If a line contains "A single pin marks each instance of the foal's front", it is the last one to write out; begin with the first line of the records and copy each exactly.

##### Material supplied #####

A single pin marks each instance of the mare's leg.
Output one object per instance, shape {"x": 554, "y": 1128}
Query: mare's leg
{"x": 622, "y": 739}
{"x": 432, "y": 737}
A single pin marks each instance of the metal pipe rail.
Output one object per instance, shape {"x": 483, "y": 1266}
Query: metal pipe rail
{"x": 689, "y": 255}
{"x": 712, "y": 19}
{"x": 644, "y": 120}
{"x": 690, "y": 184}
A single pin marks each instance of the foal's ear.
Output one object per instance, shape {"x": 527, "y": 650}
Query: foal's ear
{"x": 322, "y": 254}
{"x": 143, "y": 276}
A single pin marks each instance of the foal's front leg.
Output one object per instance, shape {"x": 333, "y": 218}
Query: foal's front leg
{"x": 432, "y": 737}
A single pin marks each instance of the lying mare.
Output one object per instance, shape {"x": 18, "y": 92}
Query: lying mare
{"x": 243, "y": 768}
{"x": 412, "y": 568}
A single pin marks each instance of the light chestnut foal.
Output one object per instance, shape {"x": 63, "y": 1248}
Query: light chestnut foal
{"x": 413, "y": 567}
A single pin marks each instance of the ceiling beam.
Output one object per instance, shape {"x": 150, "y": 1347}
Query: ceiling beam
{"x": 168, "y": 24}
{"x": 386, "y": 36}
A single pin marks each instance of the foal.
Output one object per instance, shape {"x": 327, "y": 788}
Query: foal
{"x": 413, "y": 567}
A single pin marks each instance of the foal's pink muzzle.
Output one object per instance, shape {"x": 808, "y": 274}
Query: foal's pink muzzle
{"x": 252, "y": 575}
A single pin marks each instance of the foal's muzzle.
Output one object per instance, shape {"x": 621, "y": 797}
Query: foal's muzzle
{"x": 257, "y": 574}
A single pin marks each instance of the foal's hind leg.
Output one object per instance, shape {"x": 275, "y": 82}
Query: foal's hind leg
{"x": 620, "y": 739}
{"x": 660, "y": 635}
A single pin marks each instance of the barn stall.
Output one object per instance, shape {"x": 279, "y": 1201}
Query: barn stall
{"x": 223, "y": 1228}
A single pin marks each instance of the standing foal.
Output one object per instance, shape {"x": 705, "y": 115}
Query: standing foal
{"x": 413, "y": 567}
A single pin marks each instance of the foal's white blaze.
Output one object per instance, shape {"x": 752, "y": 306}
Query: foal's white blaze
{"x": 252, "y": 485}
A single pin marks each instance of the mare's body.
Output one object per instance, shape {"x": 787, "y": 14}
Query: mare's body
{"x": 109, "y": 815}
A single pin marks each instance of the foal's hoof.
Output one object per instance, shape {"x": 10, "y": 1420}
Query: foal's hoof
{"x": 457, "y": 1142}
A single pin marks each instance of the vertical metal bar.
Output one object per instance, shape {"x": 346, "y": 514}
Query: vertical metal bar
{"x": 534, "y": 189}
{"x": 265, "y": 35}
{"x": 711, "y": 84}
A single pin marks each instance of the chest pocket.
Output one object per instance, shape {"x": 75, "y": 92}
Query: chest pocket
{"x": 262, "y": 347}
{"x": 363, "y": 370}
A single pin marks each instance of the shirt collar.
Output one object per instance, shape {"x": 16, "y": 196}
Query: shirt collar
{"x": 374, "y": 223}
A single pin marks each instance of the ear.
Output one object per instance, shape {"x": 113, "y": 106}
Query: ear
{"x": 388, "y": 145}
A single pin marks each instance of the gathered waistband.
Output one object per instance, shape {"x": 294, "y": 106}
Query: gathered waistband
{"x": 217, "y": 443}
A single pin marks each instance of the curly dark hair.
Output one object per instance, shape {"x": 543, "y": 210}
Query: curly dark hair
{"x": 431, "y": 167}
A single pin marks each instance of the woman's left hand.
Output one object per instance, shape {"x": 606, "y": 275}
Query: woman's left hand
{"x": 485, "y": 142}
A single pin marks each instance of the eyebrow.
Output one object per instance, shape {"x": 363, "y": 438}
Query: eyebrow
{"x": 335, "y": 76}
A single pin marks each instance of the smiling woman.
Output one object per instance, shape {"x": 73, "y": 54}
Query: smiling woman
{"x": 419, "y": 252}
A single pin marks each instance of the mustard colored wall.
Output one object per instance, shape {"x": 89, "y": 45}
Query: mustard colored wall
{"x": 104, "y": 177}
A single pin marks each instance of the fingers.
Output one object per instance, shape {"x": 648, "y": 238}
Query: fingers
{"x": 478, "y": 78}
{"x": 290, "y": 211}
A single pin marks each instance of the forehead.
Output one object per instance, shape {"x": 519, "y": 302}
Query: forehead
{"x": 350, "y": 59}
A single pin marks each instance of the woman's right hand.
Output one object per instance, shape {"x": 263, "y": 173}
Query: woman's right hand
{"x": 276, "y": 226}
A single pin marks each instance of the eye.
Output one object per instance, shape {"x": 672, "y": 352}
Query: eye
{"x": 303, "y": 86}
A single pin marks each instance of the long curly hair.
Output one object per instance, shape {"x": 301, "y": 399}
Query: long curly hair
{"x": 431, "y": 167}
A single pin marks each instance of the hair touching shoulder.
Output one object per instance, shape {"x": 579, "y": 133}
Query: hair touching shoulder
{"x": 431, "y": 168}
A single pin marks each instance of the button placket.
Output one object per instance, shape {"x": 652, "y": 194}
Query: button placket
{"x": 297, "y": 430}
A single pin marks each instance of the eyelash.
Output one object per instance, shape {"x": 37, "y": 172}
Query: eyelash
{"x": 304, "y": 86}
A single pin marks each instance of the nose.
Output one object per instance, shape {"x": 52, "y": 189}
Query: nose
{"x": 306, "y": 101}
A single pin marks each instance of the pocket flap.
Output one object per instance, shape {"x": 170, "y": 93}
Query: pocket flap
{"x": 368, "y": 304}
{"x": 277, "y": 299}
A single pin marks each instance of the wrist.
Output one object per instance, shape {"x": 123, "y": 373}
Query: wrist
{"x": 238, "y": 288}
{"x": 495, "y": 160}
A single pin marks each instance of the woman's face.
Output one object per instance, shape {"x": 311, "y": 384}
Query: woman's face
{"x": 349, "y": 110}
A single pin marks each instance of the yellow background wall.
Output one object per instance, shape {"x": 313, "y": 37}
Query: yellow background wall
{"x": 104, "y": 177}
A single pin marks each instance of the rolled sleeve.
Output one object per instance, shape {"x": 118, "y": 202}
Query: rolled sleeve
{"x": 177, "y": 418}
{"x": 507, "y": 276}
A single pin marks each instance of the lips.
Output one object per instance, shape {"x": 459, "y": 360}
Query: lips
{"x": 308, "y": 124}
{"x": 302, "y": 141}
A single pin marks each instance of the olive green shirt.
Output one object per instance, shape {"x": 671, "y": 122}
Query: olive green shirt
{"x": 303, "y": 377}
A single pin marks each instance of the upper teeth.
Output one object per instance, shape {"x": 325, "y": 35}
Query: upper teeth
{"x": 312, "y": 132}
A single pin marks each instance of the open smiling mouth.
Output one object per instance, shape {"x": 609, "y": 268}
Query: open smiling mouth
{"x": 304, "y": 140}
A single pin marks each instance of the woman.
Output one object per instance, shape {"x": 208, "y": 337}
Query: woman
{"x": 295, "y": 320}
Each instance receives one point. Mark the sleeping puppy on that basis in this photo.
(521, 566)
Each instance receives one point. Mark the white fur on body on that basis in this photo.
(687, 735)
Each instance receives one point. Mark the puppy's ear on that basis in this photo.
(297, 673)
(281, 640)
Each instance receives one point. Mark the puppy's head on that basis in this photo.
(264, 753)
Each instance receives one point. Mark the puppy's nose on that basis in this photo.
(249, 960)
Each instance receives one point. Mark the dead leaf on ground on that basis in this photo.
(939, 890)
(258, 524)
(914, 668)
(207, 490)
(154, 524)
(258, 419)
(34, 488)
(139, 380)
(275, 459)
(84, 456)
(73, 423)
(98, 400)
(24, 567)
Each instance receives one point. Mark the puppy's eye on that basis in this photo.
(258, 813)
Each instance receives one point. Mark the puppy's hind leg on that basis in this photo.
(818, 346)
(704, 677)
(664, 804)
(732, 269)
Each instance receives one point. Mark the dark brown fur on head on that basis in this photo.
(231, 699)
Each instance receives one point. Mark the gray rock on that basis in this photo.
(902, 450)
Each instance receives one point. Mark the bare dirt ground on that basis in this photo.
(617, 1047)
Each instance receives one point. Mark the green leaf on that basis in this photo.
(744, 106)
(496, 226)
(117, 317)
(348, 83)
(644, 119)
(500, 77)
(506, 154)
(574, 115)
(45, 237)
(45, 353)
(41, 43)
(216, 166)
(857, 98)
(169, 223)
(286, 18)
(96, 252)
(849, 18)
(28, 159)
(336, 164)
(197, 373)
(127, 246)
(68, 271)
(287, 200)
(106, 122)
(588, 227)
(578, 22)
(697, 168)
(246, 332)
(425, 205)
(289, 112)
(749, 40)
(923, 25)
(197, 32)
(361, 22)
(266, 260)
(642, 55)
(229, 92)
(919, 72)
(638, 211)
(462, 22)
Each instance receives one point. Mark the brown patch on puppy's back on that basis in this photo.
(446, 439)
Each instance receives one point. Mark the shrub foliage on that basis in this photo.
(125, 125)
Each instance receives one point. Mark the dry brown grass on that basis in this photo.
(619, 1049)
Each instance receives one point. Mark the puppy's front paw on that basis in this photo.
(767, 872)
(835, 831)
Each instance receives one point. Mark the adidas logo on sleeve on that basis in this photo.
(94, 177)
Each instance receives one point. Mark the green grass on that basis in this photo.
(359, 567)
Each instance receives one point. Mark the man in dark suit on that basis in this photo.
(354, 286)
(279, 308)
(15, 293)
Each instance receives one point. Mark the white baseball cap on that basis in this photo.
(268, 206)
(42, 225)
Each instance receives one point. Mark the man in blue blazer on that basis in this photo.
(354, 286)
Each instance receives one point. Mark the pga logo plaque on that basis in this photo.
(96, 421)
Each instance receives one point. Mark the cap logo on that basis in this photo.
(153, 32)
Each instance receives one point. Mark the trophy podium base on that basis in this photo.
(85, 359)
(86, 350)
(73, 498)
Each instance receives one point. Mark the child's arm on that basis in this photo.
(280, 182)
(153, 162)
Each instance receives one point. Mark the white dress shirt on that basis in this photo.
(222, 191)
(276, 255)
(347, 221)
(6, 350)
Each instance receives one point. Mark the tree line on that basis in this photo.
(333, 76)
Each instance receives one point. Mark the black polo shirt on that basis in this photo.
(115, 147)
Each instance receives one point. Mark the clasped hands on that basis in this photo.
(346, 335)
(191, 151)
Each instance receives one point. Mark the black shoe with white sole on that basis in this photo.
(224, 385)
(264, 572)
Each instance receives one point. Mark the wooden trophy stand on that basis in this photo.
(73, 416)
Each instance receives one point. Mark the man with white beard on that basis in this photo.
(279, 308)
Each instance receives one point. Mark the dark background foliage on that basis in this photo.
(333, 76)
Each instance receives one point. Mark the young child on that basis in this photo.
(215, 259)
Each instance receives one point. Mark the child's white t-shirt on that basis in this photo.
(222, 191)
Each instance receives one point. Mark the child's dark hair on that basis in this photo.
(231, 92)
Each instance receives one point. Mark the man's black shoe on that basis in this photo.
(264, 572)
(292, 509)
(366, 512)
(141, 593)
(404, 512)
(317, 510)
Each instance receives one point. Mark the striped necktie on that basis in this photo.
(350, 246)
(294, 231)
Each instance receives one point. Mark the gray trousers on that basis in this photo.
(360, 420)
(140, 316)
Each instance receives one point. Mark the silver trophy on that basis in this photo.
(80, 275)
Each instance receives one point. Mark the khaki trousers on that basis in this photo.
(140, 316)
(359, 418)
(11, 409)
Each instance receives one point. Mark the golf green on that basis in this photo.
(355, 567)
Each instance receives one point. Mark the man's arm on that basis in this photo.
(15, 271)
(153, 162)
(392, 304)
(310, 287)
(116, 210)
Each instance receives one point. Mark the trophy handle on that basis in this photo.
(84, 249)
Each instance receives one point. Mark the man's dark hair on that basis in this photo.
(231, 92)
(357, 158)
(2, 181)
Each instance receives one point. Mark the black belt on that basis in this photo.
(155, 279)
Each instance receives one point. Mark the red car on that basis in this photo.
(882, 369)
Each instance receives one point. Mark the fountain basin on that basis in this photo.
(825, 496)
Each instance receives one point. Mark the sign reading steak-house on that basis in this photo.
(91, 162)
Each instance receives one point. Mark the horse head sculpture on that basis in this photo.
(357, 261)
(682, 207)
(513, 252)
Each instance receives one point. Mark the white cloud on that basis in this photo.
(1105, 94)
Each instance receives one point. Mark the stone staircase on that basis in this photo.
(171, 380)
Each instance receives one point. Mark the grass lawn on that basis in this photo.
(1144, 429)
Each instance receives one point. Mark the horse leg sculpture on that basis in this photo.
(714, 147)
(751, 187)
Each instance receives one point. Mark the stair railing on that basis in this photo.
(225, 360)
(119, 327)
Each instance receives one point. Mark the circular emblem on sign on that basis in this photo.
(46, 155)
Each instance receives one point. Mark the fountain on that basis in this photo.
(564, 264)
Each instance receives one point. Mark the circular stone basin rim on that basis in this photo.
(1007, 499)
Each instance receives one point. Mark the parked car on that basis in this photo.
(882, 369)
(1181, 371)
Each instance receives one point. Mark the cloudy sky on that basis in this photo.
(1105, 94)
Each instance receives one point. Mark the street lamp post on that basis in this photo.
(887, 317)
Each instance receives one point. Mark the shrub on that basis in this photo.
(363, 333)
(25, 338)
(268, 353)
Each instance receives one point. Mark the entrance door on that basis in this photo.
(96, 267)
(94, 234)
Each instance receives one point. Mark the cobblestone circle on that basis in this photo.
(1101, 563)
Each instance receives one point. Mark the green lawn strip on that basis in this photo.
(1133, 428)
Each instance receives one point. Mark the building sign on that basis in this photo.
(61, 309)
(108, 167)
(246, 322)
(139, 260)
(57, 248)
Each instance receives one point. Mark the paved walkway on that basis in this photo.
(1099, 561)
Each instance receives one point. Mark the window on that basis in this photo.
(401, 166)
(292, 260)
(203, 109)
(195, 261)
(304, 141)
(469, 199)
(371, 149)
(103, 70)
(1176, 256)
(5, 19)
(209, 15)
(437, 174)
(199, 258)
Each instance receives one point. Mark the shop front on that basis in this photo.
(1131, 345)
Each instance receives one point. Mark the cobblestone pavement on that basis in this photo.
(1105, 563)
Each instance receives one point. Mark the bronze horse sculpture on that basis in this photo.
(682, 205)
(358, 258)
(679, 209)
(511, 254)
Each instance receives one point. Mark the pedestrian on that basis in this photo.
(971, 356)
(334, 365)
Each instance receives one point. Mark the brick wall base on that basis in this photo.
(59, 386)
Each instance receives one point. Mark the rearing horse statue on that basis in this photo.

#####

### Result of this exercise:
A single pin marks each instance of the mare's leg.
Output one object per instance, shape {"x": 554, "y": 1128}
Query: mare's leg
{"x": 622, "y": 739}
{"x": 432, "y": 737}
A single pin marks each instance of the metal pipe rail.
Output one object per instance, shape {"x": 483, "y": 1266}
Query: metal pipe rail
{"x": 689, "y": 255}
{"x": 712, "y": 19}
{"x": 644, "y": 120}
{"x": 690, "y": 184}
A single pin marks each instance of the foal's ear.
Output one object per instance, shape {"x": 527, "y": 650}
Query: foal's ear
{"x": 322, "y": 254}
{"x": 143, "y": 276}
A single pin marks each instance of the foal's front leg.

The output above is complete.